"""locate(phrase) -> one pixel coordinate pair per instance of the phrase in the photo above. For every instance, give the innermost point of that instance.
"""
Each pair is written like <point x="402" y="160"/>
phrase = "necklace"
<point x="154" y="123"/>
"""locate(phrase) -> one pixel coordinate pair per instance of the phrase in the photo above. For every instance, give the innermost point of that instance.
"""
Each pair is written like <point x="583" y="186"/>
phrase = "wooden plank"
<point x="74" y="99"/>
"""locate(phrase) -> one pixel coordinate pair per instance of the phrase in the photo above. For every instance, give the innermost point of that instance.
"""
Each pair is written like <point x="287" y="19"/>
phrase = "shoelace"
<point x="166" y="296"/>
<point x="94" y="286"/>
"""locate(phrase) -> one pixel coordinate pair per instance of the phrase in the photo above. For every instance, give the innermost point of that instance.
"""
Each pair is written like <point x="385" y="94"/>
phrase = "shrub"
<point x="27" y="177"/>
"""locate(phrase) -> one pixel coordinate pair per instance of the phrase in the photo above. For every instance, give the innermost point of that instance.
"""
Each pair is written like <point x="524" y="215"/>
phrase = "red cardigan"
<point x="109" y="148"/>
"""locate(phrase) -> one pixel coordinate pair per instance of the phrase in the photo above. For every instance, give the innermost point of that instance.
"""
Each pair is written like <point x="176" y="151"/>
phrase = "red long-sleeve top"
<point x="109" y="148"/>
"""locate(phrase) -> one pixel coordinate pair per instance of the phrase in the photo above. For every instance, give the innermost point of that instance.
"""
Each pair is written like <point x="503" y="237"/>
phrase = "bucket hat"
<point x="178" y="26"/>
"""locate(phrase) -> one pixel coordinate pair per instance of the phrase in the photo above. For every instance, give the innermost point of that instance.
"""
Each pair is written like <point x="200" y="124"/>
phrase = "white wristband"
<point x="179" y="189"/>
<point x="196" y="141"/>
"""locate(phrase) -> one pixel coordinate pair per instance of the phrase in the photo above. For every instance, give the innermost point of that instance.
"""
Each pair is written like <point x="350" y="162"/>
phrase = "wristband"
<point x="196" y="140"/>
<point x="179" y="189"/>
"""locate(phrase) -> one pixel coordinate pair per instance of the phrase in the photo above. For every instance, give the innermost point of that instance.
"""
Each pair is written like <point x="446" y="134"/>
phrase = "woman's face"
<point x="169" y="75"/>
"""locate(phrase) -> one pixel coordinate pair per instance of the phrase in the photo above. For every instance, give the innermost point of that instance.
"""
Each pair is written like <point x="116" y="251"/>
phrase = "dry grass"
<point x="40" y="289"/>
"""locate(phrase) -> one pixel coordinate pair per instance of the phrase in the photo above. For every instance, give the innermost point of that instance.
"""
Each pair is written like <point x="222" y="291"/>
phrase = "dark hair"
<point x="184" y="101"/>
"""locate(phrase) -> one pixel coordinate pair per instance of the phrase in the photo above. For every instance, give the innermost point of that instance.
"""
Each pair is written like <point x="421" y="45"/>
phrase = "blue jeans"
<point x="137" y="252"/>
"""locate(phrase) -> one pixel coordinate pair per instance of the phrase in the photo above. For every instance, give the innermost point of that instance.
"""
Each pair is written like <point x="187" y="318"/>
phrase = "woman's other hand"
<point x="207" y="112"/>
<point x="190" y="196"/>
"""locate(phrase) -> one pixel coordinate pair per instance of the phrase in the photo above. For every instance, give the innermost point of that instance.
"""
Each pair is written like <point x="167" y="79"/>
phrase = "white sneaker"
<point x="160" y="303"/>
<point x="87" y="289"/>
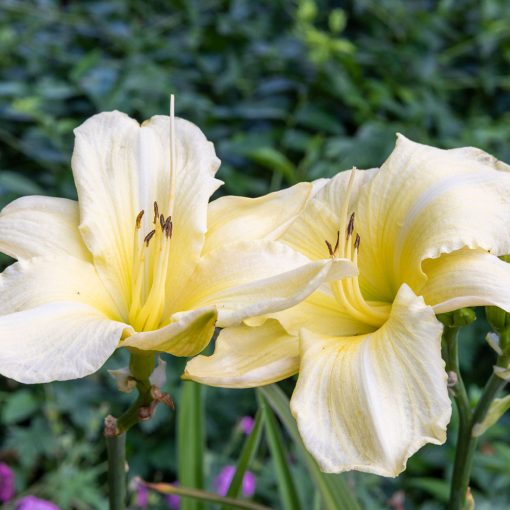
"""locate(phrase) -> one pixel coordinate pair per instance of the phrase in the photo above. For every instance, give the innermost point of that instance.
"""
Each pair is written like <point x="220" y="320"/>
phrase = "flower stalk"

—————

● AIM OF THE TASK: Your copy of the records must match them exactly, except that no pictures appear in it.

● ANSWER AREA:
"""locate(phrase) -> one pixel coordinate pair per instance of the phrase in the photo above. For every instance, give the innermost point of that instance.
"""
Each pair is written like <point x="402" y="160"/>
phrase = "necklace"
<point x="154" y="123"/>
"""locate(phrase) -> one pixel coordinate pair per instance of the phrase in the photo above. For every instance, give the innermost point of that instance.
"""
Each pair is written like <point x="583" y="186"/>
phrase = "wooden plank"
<point x="74" y="99"/>
"""locate(phrase) -> one pixel coordinate pair per instance of the phrase in the photo above. For every instance, give the innermost point of that instance.
"""
Each pair is written like <point x="287" y="19"/>
phrase = "shoelace"
<point x="166" y="296"/>
<point x="94" y="286"/>
"""locate(phrase) -> one pixel coordinate pair per instance of the phrase in the photo above. For every instance, give the innermost point of that instance.
"""
Each pair is written like <point x="385" y="94"/>
phrase = "shrub"
<point x="27" y="177"/>
"""locate(phrase) -> one pixel coordinate pair per instance of the phrase in the photo above. For every instance, give the innermost point of that instance.
"""
Each pair is written like <point x="524" y="215"/>
phrase = "red cardigan"
<point x="109" y="148"/>
"""locate(phrase) -> one pixel coordinate pair per instance of the phrase in the photo above. For every instance, give the innermost point of that instance.
"""
Each pair is written like <point x="176" y="151"/>
phrase = "red long-sleeve top"
<point x="109" y="148"/>
"""locate(phrase) -> one pixel coordinate pair per instance of the phrase in the photo above. For every instance, give the innermost point of that instance.
"""
Each pair is written like <point x="503" y="237"/>
phrase = "bucket hat"
<point x="178" y="26"/>
"""locate(phrase) -> one pixel coordinate pair per instance of the phrase in the photo above. For every instance, give the innermost point of that instance.
"""
Each pair is written like <point x="200" y="124"/>
phrase = "white wristband"
<point x="179" y="189"/>
<point x="196" y="141"/>
"""locate(phrase) -> one pixel coordinate pair per instance of the phrase in the photo above. For every instance, give the innermost point of that instance.
"""
Each pair is written like <point x="350" y="162"/>
phrase = "wristband"
<point x="196" y="140"/>
<point x="179" y="189"/>
"""locate(phrase) -> one pixel coordinate pair per instance of the phrase in the photo above. For every instance, give the innermost point of that instance.
"""
Each pair is written like <point x="446" y="134"/>
phrase = "woman's face"
<point x="169" y="75"/>
"""locate(phrase) -> one pixel coordinate pair per instance of the phrase in the photo above. For every instance, give the innermost point of that instance.
"""
Each pair is written like <point x="116" y="251"/>
phrase = "dry grass"
<point x="40" y="289"/>
"""locate(phrase) -> one pixel coordinate pair per instance of the phrase in the photo above. For every instance, give the innermost point of that instance.
"""
Each pair is written like <point x="222" y="291"/>
phrase = "dark hair"
<point x="184" y="101"/>
"""locate(phrase) -> one pixel coordinate pair per instance of the phrase in the photo above. For every instance, give the innermost point of that instance.
"""
Each pair is written like <point x="421" y="45"/>
phrase = "blue jeans"
<point x="137" y="252"/>
"""locate(phrase) -> one pixel coordinate pair per instance of the phrase in the photo above. For every instance, give the innermost point of that instance.
"""
Each pair is written like <point x="187" y="318"/>
phrase = "woman's other hand"
<point x="207" y="112"/>
<point x="190" y="196"/>
"""locate(phrase) -> one pixel coordinate pair per instance of the phrase in the photo above. For every instance, give the innermost point of that instance.
"""
Each pair is written like <point x="167" y="79"/>
phrase = "white sneaker"
<point x="160" y="303"/>
<point x="87" y="289"/>
"""locate(phrase) -> one pixel coordinate pair per instance of the phrase in the photo above. For every instance, give the innermost point of that instance.
"""
Each pair is written like <point x="220" y="320"/>
phrase = "flower stalk"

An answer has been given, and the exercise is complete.